Exercise task 1:
Condense the paragraph of the SQL Server indexing text that begins "Indexes are one of the most important features" into a shorter version that keeps its main facts.

Text extract:
Indexes are one of the most important features of the SQL Server while being most overlooked and misused in practice. Their proper use leads to great server performance, but having them set up incorrectly or not having them set up at all, leads to poor execution times. Furthermore, having unnecessary indexes negatively impacts the index maintenance and, in my experience, you can often get away with fewer indexes, just by careful planning and knowing what queries are being run on your server. There are different types of indexes, but in this post, we will talk about non-clustered ones.

Missing and incorrectly set up indexes

Imagine the following scenario: Your client calls you, telling you that the search feature in your recently deployed app is getting slower and slower, and lately it takes almost a minute to return the results. You didn’t notice any problems during the development, and it runs under a second on your development database. You would be surprised how often that happens - during the development it is usually the case that the database just doesn’t contain enough data to properly assess the performance problems that will arise once the data starts pouring in the production phase. When you get a call like that, the first thing you need to ask yourself is “Have I configured the indexes?”, and the second question is “Have I configured them correctly?” So let’s address these two questions.

Missing indexes…

…are often the culprit of a poor SQL Server performance. When you write your query’s WHERE clause, be aware that columns used in your predicate should be indexed. I know this should be common sense, but some people still don’t do it and wonder why the execution time is high. Take the following example:

SELECT *
FROM   MyTable
WHERE  MyColumn1 BETWEEN 1 AND 10

Having no index on MyColumn1 will make SQL Server go through every record in MyTable. More data in the table, longer the execution time. What you want the SQL Server to do is Index Seek, especially if the query is highly selective and returns only a small percent of the data. To achieve that, you need to add an index on MyColumn1.

Incorrectly configured indexes…

…are another and more common mistake that people make. Look at this query and tell me what would you do:

SELECT LastName, FirstName
FROM   MyTable
WHERE  LastName = "Doe" AND FirstName = "John"

“All right, I’ll just add two indexes, one for LastName and another for FirstName,” you say? Well maybe, but only if you know why you’re doing this. Let me try to explain: By creating two separate indexes, SQL Server will work harder whenever an insert or update happen. If you often query both the first and last name, rather than creating two indexes, it would be better to create one composite index, which contains both columns. That index will be used in the following query too:

SELECT LastName, FirstName
FROM   MyTable
WHERE  LastName = "Doe"

Yet it won’t be used in the following example, and you’d need a separate index for FirstName:

SELECT LastName, FirstName
FROM   MyTable
WHERE  FirstName = "John"

Exercise task 2:
Write out, character for character, the entries from their very first line through the line containing "[142,216,150,232]", with both of those lines included.

[Records from a collection]
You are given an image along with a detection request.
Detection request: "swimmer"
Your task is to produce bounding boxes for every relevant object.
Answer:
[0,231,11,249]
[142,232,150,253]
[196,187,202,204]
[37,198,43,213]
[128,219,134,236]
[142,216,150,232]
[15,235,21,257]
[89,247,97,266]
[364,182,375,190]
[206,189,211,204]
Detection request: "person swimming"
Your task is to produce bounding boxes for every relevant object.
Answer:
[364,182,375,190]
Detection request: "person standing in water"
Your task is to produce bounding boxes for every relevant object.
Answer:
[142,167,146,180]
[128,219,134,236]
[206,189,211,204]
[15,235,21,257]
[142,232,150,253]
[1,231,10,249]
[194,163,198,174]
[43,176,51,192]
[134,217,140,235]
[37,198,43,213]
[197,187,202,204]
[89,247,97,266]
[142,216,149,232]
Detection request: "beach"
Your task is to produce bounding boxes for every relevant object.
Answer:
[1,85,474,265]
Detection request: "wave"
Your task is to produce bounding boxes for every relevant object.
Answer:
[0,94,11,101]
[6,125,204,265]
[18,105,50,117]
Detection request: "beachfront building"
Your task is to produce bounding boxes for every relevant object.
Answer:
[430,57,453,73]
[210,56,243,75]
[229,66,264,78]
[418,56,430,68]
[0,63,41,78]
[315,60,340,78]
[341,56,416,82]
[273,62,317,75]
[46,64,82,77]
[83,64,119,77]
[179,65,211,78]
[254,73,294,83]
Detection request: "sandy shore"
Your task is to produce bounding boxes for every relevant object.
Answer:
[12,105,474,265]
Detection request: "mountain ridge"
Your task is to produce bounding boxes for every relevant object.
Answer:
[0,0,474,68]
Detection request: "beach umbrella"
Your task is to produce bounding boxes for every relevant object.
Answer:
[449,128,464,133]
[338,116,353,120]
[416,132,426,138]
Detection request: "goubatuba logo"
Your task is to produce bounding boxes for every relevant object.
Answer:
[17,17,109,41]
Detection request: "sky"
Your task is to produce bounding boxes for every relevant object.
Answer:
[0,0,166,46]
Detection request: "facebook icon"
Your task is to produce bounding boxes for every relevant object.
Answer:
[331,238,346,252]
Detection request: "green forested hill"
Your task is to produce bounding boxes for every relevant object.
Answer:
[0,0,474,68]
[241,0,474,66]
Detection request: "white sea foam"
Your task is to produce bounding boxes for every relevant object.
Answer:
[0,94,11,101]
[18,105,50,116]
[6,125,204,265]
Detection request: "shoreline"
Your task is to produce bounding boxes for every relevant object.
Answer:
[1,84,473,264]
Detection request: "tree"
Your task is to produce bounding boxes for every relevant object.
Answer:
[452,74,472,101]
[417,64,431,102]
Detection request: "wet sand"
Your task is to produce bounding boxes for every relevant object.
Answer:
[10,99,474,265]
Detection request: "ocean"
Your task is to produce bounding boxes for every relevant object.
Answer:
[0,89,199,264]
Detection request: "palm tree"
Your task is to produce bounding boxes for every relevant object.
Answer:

Final result 1:
Indexes are among SQL Server's most important features, yet they are often overlooked and misused. Used properly, they give great server performance. Set up wrongly or left out, they cause poor execution times. Unneeded indexes also add to index maintenance, and careful planning plus knowing which queries run on the server often means fewer indexes will do. Of the different index types, the post covers non-clustered ones.

Final result 2:
You are given an image along with a detection request.
Detection request: "swimmer"
Your task is to produce bounding boxes for every relevant object.
Answer:
[0,231,11,249]
[142,232,150,253]
[196,187,202,204]
[37,198,43,213]
[128,219,134,236]
[142,216,150,232]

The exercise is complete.